Save the Jordan Valley !

Non à l’exploitation de l’apartheid

Non au plan néolibéral de la Banque Mondiale 

(Waroquiez Dominique)

Le 18 novembre 2007, Tony Blair, Représentant spécial du  Quartet, a annoncé une série de projets économiques pour la Palestine, projets qui existaient déjà et qu’il a ressorti. Parmi ceux-ci, le projet « Corridor de Paix et de Prospérité » proposé au départ par la JICA, l’Agence Japonaise de Coopération Internationale, pour la Vallée du Jourdain (environ 30 % de la Cisjordanie occupée).

Ce projet consiste à établir une zone d’agro-business dans la vallée avec un système de gestion des déchets et de routes intégré.

Le 13 novembre, avant l’annonce du projet de «Peace Corridor» par Tony Blair, les conseils régionaux de la vallée ont exprimé leurs désaccords. Nous allons les relayer en faisant le lien avec l’épuration ethnique en cours dans cette vallée, que l’armée d’occupation israélienne a transformée en corridor militaire et qui attire de plus en plus de colons.


Une zone d’agro-business dans la Vallée

Pour les Palestiniens des groupes de base (
Rapport «Développement ou Normalisation ?» publié par Stop The Wall), le plan d’investissement tel qu’il est conçu et visant à construire dans la Vallée une zone d’agro-business et d’exportation à grande échelle à l’aide de capitaux étrangers (en provenance de l’Occident, d’Israël et des pays pétroliers …), consiste à soutenir avant tout le business israélien qui opère déjà dans la Vallée et en particulier dans les colonies.

OBJECTIF DE L'EXERCICE
Recopiez le passage de l'extrait sur la vallée du Jourdain, en commençant à "Save the Jordan" et en terminant à "de routes intégré.". Les données n'ont aucun lien avec l'extrait.

DONNÉES BRUTES
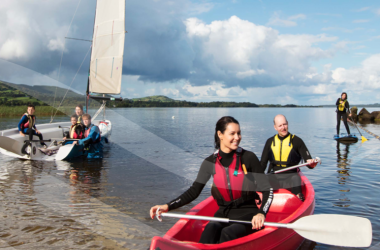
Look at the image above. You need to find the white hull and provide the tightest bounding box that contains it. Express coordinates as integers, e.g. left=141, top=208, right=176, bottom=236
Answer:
left=0, top=120, right=112, bottom=161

RÉSULTAT CI-DESSOUS
Save the Jordan Valley !

Non à l’exploitation de l’apartheid

Non au plan néolibéral de la Banque Mondiale 

(Waroquiez Dominique)

Le 18 novembre 2007, Tony Blair, Représentant spécial du  Quartet, a annoncé une série de projets économiques pour la Palestine, projets qui existaient déjà et qu’il a ressorti. Parmi ceux-ci, le projet « Corridor de Paix et de Prospérité » proposé au départ par la JICA, l’Agence Japonaise de Coopération Internationale, pour la Vallée du Jourdain (environ 30 % de la Cisjordanie occupée).

Ce projet consiste à établir une zone d’agro-business dans la vallée avec un système de gestion des déchets et de routes intégré.